• _Extracted data entries_:

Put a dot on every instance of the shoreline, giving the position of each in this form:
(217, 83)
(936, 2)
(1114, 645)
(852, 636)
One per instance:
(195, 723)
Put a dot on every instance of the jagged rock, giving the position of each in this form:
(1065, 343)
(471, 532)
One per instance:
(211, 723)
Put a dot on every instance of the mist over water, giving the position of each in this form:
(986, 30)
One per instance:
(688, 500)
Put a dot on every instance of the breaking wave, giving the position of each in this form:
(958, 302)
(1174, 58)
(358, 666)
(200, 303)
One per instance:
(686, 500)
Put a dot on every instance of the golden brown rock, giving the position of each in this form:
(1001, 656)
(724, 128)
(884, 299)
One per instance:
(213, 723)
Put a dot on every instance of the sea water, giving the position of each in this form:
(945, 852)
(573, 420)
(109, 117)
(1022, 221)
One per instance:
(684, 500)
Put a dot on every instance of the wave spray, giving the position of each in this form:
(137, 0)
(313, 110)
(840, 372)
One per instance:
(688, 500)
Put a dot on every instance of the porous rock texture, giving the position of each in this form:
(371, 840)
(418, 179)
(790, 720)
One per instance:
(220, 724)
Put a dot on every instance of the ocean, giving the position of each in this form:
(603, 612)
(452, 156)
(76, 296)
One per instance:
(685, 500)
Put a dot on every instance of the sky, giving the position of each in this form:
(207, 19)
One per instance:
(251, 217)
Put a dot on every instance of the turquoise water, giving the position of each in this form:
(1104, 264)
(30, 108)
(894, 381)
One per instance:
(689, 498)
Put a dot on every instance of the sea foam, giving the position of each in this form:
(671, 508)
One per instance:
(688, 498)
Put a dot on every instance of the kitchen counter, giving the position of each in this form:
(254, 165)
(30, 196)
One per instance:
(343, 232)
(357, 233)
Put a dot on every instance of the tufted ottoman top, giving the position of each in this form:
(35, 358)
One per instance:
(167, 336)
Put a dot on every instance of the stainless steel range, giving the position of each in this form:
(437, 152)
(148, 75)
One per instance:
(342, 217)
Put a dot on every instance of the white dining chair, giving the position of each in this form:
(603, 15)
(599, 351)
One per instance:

• _Work order_:
Each record must be output exactly, with none omitted.

• _Response to the exercise_:
Put a dot on every instance of the shoreline, giving the position of each in this form:
(217, 83)
(936, 2)
(1114, 645)
(852, 636)
One per instance:
(195, 723)
Put a dot on every instance of the jagged rock, giving the position of each in this form:
(1065, 343)
(471, 532)
One per instance:
(211, 723)
Put a dot on every instance of the mist over water, giving the position of each in this form:
(986, 30)
One per instance:
(688, 500)
Put a dot on every instance of the breaking wave, giving the position of each in this form:
(958, 302)
(1174, 58)
(358, 666)
(200, 303)
One per instance:
(686, 500)
Put a dot on every instance of the golden brown rock, giving the position of each in this form:
(1001, 656)
(724, 128)
(884, 299)
One per instance:
(213, 723)
Put a dot on every instance of the sea water, giving the position of each in this form:
(945, 852)
(573, 420)
(109, 117)
(1022, 221)
One per instance:
(684, 500)
Put a dot on every instance of the wave spray, giving the position of each in this form:
(137, 0)
(313, 110)
(840, 372)
One per instance:
(688, 500)
Put a dot on every instance of the porous rock texture, giving the position of each in this form:
(371, 840)
(418, 179)
(790, 720)
One per instance:
(220, 724)
Put a dot on every instance of the ocean, giving the position of each in this form:
(603, 612)
(452, 156)
(76, 296)
One per instance:
(685, 500)
Put a dot on every instance of the sky, giving the position of each in this form:
(207, 19)
One per instance:
(251, 217)
Put a dot on every instance of the turquoise water, giving the position of each in this form:
(1104, 264)
(30, 108)
(894, 381)
One per instance:
(689, 498)
Put a dot on every instance of the sea foam, giving the position of each in this form:
(671, 508)
One per instance:
(688, 498)
Put a dot on every instance of the kitchen counter, giving the position of each in this form:
(254, 165)
(30, 196)
One per instance:
(343, 232)
(357, 233)
Put a dot on every instance of the tufted ottoman top, giving the position of each in this form:
(35, 358)
One per instance:
(167, 336)
Put a dot on every instance of the stainless steel range, giving the position of each in this form:
(437, 152)
(148, 75)
One per instance:
(342, 217)
Put a dot on every instance of the white dining chair, giving the position of each in this form:
(603, 15)
(599, 351)
One per instance:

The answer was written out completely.